>> Begin
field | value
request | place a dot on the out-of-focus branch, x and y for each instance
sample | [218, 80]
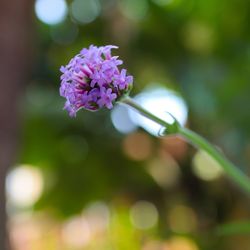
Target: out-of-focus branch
[15, 43]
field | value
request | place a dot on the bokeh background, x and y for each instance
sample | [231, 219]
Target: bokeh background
[107, 180]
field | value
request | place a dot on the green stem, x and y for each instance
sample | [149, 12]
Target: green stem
[237, 175]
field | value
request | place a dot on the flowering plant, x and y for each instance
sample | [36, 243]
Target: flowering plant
[92, 80]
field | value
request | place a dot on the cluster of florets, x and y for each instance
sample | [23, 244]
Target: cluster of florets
[92, 80]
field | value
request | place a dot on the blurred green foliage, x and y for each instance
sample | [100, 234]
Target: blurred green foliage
[199, 48]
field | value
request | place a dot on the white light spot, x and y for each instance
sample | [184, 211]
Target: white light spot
[144, 215]
[85, 11]
[51, 11]
[121, 120]
[24, 185]
[160, 102]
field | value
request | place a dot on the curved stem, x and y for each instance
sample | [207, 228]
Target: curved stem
[235, 173]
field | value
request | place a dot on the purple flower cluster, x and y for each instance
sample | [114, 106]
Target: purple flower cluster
[92, 80]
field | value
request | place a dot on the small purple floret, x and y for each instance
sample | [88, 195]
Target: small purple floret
[92, 80]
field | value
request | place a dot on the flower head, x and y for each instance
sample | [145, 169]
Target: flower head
[92, 80]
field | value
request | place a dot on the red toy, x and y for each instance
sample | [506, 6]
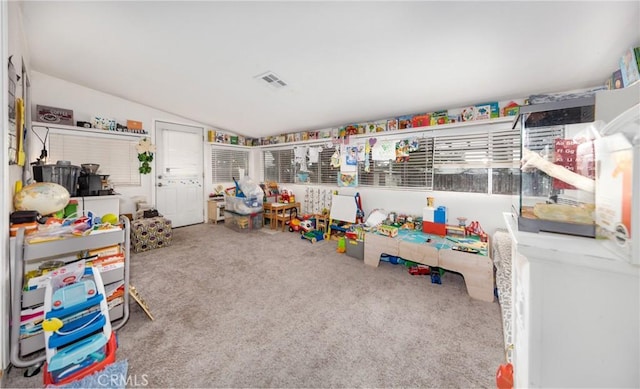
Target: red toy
[419, 270]
[475, 229]
[307, 225]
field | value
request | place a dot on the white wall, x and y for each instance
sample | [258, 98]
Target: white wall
[87, 103]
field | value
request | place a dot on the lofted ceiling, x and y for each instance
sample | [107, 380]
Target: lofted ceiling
[343, 62]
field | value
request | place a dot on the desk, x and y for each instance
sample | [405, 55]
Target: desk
[477, 269]
[279, 212]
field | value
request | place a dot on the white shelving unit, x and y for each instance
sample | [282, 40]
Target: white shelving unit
[40, 252]
[84, 131]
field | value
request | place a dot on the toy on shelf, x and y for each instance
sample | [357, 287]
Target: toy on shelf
[342, 245]
[475, 229]
[313, 236]
[387, 230]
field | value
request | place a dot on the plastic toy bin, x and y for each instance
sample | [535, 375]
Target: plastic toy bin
[243, 205]
[243, 223]
[355, 248]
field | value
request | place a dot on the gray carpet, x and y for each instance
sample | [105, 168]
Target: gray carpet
[272, 310]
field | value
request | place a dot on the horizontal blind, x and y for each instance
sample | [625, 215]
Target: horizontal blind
[542, 139]
[461, 151]
[117, 157]
[279, 165]
[504, 148]
[327, 173]
[226, 164]
[416, 172]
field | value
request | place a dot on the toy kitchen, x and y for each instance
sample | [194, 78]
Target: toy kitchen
[82, 180]
[91, 190]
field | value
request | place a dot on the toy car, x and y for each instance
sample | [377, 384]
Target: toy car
[294, 225]
[307, 226]
[313, 236]
[419, 270]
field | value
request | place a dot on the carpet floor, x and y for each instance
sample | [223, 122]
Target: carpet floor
[257, 310]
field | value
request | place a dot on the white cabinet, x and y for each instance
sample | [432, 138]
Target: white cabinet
[576, 312]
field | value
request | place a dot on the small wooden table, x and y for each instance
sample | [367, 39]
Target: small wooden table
[280, 212]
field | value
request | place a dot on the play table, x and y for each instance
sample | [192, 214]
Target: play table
[437, 251]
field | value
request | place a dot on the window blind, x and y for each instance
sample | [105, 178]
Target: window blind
[117, 157]
[279, 165]
[226, 164]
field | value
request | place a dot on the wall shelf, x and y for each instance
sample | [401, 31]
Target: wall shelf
[85, 131]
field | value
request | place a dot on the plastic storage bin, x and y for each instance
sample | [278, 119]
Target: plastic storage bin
>> End
Extract every line above that contains the word "focus", matching case exactly.

• FINISHED TASK
request | place a dot on the out-of-focus branch, x and y for each instance
Target: out-of-focus branch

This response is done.